Dataset items
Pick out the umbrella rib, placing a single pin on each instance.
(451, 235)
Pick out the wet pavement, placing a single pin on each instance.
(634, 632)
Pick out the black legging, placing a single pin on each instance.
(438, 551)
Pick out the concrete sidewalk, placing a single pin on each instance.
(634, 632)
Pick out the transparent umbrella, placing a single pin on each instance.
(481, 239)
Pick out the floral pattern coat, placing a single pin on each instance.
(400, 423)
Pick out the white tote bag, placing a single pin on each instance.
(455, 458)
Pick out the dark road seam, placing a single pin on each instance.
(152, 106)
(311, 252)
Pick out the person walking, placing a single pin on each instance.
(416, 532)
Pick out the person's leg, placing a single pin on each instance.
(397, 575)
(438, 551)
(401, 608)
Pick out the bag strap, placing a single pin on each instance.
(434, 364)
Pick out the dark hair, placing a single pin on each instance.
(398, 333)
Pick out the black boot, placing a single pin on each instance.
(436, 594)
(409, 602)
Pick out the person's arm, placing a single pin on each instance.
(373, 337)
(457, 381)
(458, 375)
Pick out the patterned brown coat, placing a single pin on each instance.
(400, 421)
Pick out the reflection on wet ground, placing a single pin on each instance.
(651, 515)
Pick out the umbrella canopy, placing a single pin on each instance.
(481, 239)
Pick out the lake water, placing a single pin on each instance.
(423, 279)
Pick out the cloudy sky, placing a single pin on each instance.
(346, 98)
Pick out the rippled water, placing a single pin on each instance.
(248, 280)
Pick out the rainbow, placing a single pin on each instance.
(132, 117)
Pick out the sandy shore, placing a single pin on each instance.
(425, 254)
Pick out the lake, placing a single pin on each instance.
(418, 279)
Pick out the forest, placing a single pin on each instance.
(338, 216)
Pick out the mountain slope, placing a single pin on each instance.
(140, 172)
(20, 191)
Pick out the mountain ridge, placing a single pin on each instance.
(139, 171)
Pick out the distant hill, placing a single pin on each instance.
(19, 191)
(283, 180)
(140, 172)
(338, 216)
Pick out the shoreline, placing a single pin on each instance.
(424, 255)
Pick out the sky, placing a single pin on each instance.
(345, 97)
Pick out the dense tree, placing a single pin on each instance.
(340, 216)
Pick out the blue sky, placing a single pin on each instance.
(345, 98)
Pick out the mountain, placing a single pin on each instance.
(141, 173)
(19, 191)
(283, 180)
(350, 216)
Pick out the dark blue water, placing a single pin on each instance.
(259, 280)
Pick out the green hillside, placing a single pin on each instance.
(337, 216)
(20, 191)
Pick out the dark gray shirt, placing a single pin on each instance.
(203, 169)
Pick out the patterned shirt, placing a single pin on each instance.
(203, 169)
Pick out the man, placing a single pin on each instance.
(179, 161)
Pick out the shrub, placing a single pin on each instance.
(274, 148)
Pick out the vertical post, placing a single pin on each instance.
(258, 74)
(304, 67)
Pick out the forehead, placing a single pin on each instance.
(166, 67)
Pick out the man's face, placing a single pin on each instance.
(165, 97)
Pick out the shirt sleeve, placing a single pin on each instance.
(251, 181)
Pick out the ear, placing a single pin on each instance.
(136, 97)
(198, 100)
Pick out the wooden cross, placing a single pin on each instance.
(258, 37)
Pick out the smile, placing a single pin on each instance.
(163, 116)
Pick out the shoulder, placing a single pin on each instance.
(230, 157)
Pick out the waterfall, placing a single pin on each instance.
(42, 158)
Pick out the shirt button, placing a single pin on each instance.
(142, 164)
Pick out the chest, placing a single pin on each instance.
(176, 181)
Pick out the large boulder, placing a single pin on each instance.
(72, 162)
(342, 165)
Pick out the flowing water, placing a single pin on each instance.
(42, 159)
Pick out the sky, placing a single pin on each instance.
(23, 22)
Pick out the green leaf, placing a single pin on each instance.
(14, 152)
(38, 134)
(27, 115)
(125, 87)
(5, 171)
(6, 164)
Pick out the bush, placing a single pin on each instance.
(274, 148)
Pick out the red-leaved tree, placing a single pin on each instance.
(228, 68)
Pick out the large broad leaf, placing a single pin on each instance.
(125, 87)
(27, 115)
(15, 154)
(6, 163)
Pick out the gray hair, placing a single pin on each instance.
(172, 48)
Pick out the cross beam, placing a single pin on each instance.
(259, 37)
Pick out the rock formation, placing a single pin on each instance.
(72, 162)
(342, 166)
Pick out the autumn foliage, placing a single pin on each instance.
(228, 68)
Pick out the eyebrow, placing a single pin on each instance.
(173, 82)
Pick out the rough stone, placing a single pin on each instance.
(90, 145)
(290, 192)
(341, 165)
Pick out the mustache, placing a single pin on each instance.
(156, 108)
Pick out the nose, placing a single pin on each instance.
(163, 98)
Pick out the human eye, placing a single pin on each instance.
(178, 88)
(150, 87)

__Your assignment__
The records above should be transcribed in full, with no differences.

__Result of the task__
Pick out the umbrella rib, placing a single pin on each instance.
(451, 235)
Pick out the wet pavement, placing a single pin on each instance.
(634, 632)
Pick out the black legging, placing a single pin on each instance.
(438, 551)
Pick out the concrete sidewalk, placing a single pin on each instance.
(634, 632)
Pick out the transparent umbrella, placing a single pin on each instance.
(481, 239)
Pick out the floral pattern coat, placing a single pin on each instance.
(400, 423)
Pick out the white tote bag, placing a single pin on each instance.
(455, 458)
Pick out the dark road seam, placing a single pin on each instance.
(152, 106)
(311, 252)
Pick out the person walking, placing a single pin on each instance.
(416, 532)
Pick out the person's leg, placing a single pin on each instance.
(397, 575)
(438, 551)
(401, 608)
Pick out the bag strap, placing a single pin on each instance.
(434, 364)
Pick out the dark hair, placing a single pin on each instance.
(398, 333)
Pick out the black boot, placing a single pin on each instance.
(436, 594)
(409, 602)
Pick out the person's arm, placing a single pin on each instance.
(373, 337)
(457, 381)
(458, 375)
Pick out the patterned brown coat, placing a single pin on each instance.
(400, 421)
Pick out the reflection on wet ground, placing a single pin on each instance.
(651, 515)
Pick out the umbrella canopy, placing a single pin on each instance.
(481, 239)
Pick out the lake water, placing a single pin on each instance.
(423, 279)
Pick out the cloudy sky, placing a single pin on each instance.
(346, 98)
Pick out the rippled water, placing a single pin on each instance.
(248, 280)
Pick out the rainbow, placing a single pin on each instance.
(132, 117)
Pick out the sandy shore, placing a single pin on each instance.
(425, 254)
Pick out the lake, placing a single pin on each instance.
(418, 279)
Pick out the forest, placing a single pin on each instance.
(338, 216)
Pick out the mountain slope, placing a single pin on each instance.
(140, 172)
(20, 191)
Pick out the mountain ridge, placing a single pin on each instance.
(139, 171)
Pick out the distant hill, placing a single pin on each instance.
(19, 191)
(283, 180)
(140, 172)
(338, 216)
Pick out the shoreline, placing a single pin on each instance.
(424, 255)
Pick out the sky, placing a single pin on each instance.
(345, 97)
Pick out the dense tree, placing a single pin on each instance.
(340, 216)
Pick out the blue sky, placing a single pin on each instance.
(345, 98)
Pick out the mountain, placing a single pin on each instance.
(141, 173)
(19, 191)
(283, 180)
(350, 216)
Pick out the dark blue water, placing a single pin on each instance.
(259, 280)
Pick out the green hillside, placing a single pin on each instance.
(337, 216)
(20, 191)
Pick out the dark gray shirt, placing a single pin on each instance.
(203, 169)
Pick out the patterned shirt, placing a single pin on each instance.
(203, 169)
Pick out the man, placing a single pin on each instance.
(179, 161)
Pick out the shrub, placing a single pin on each instance.
(274, 148)
Pick out the vertical post, placing a single pin on each instance.
(258, 74)
(304, 67)
Pick out the forehead, placing a single pin on each instance.
(166, 67)
Pick out the man's face, placing a single pin on each instance.
(165, 97)
Pick out the shirt sleeve, placing a single pin on each instance.
(251, 181)
Pick out the ear, placing a single pin on each instance.
(136, 97)
(198, 100)
Pick out the wooden cross, placing a single pin on each instance.
(258, 37)
Pick out the smile, placing a single pin on each instance.
(163, 116)
Pick out the shoulder, placing a single pin on each instance.
(230, 157)
Pick out the waterfall, placing a single pin on each instance.
(42, 158)
Pick out the shirt button, placing a single pin on each instance.
(142, 164)
Pick out the chest, placing a single pin on each instance.
(176, 181)
Pick out the large boulder, placing a single pin on each instance.
(72, 162)
(342, 165)
Pick out the flowing water, placing a single pin on each instance.
(42, 159)
Pick out the sky, placing a single pin on each instance.
(23, 22)
Pick out the green leaf, placing a single pin on each instance.
(14, 152)
(38, 134)
(27, 115)
(125, 87)
(5, 171)
(6, 164)
Pick out the bush, placing a single pin on each instance.
(274, 148)
Pick out the red-leaved tree, placing a single pin on each instance.
(228, 68)
Pick out the large broad leaf, placing a single pin on each instance.
(125, 87)
(27, 115)
(15, 154)
(6, 163)
Pick out the gray hair, placing a single pin on each instance.
(172, 48)
Pick out the cross beam, placing a single pin on each instance.
(259, 37)
Pick out the rock formation, placing a single pin on each instance.
(72, 162)
(342, 166)
Pick out the autumn foliage, placing a single pin on each instance.
(228, 68)
Pick out the eyebrow, placing a single pin on each instance.
(173, 82)
Pick out the rough stone, placing a single pin on each instance.
(90, 145)
(290, 192)
(341, 165)
Pick out the mustache, placing a single pin on each instance.
(156, 108)
Pick out the nose, placing a single pin on each instance.
(163, 98)
Pick out the human eye, placing a single pin on each instance.
(178, 88)
(150, 87)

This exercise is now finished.